### WHAT TO PRODUCE
Images appear in the records below; leave them out and repeat everything else exactly.

========================

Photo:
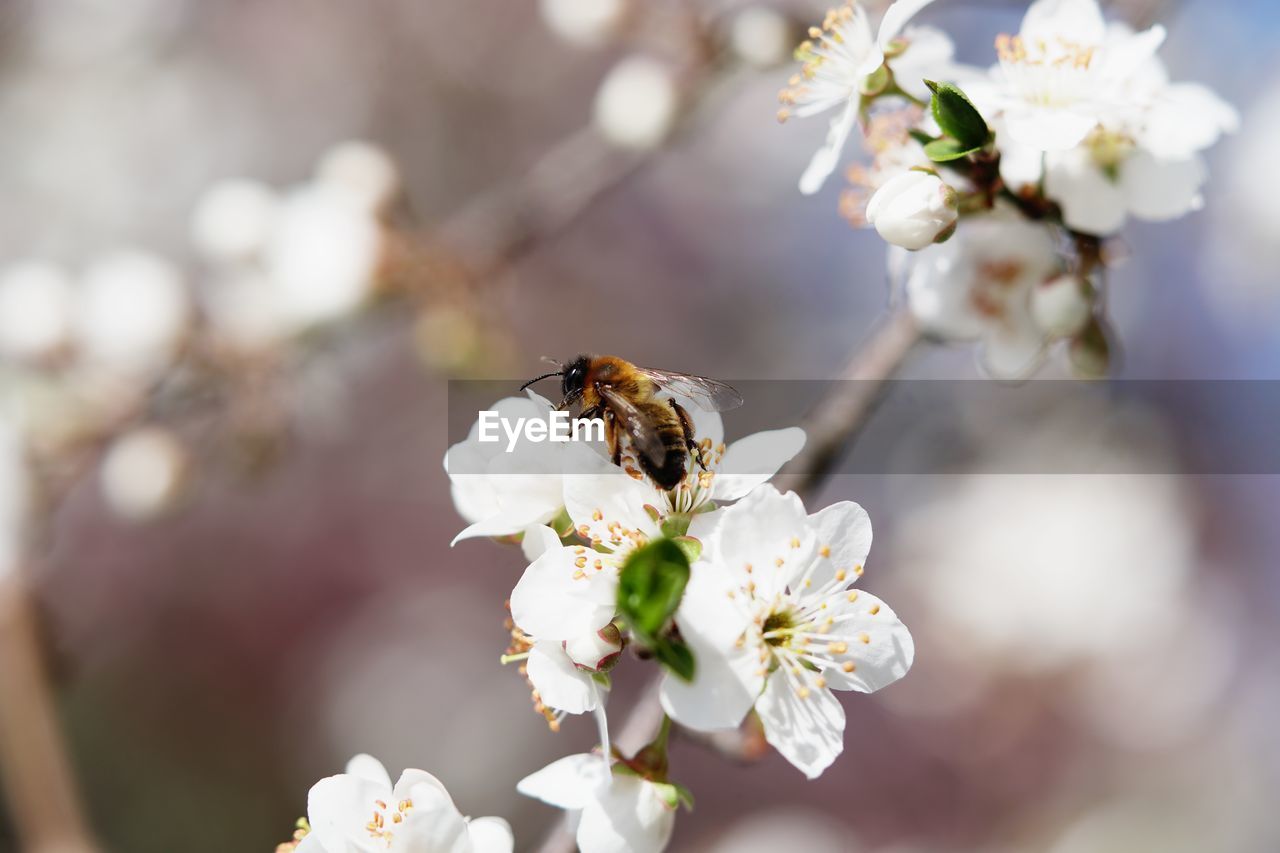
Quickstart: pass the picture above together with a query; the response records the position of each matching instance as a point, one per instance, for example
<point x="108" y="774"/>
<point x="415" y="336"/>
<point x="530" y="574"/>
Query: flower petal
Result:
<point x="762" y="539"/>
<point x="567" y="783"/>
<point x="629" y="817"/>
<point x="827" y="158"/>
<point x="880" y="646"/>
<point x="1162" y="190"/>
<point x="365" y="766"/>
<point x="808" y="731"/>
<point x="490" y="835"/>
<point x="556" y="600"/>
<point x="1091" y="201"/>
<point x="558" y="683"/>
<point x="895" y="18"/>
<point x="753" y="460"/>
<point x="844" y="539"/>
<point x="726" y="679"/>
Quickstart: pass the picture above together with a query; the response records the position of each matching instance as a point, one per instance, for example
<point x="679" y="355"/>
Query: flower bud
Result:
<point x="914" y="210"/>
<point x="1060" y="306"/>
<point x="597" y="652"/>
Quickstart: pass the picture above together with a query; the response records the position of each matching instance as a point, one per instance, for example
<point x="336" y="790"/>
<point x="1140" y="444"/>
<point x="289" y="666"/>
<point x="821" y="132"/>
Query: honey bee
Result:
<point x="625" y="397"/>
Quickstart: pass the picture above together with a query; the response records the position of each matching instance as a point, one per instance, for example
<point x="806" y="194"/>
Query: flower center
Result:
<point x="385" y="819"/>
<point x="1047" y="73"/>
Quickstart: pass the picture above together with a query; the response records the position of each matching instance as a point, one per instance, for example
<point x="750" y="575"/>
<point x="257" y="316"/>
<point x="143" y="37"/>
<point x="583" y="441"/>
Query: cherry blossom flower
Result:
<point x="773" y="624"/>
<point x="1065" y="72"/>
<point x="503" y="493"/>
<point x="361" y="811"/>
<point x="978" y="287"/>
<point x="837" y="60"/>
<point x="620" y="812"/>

========================

### RESULT
Photo:
Quickstart: pass the picture above together with a query; the response records the position of each matching instance as a point, one per instance, for example
<point x="108" y="774"/>
<point x="415" y="336"/>
<point x="530" y="574"/>
Query: flower petal
Result:
<point x="762" y="539"/>
<point x="567" y="783"/>
<point x="629" y="817"/>
<point x="827" y="158"/>
<point x="880" y="646"/>
<point x="1162" y="190"/>
<point x="365" y="766"/>
<point x="808" y="731"/>
<point x="490" y="835"/>
<point x="556" y="600"/>
<point x="1091" y="201"/>
<point x="558" y="683"/>
<point x="895" y="18"/>
<point x="753" y="460"/>
<point x="844" y="539"/>
<point x="726" y="679"/>
Quickstart: pass the picture above together with a query; the response records the position of each matching instance as a point, one per instance, for example
<point x="679" y="355"/>
Query: flower bud
Result:
<point x="914" y="210"/>
<point x="1060" y="306"/>
<point x="597" y="652"/>
Quickstart: pass the picture above together with a query; the response records the position of each matching instance as a point, one per instance, for example
<point x="336" y="790"/>
<point x="1140" y="444"/>
<point x="289" y="666"/>
<point x="821" y="132"/>
Query: honey bee
Result:
<point x="625" y="397"/>
Quickstart: pass the picture above together with a query; the response records the position of each matching instance as a point, one per instance, for example
<point x="806" y="194"/>
Query: flower center
Result:
<point x="385" y="819"/>
<point x="1047" y="73"/>
Quickstart: pass the picture above together with a query; the response records the position of each matching instance as a point, one per instance, for example
<point x="750" y="575"/>
<point x="257" y="316"/>
<point x="143" y="37"/>
<point x="583" y="441"/>
Query: cherry blossom flower
Result:
<point x="773" y="624"/>
<point x="1065" y="72"/>
<point x="503" y="493"/>
<point x="361" y="811"/>
<point x="978" y="287"/>
<point x="837" y="60"/>
<point x="620" y="812"/>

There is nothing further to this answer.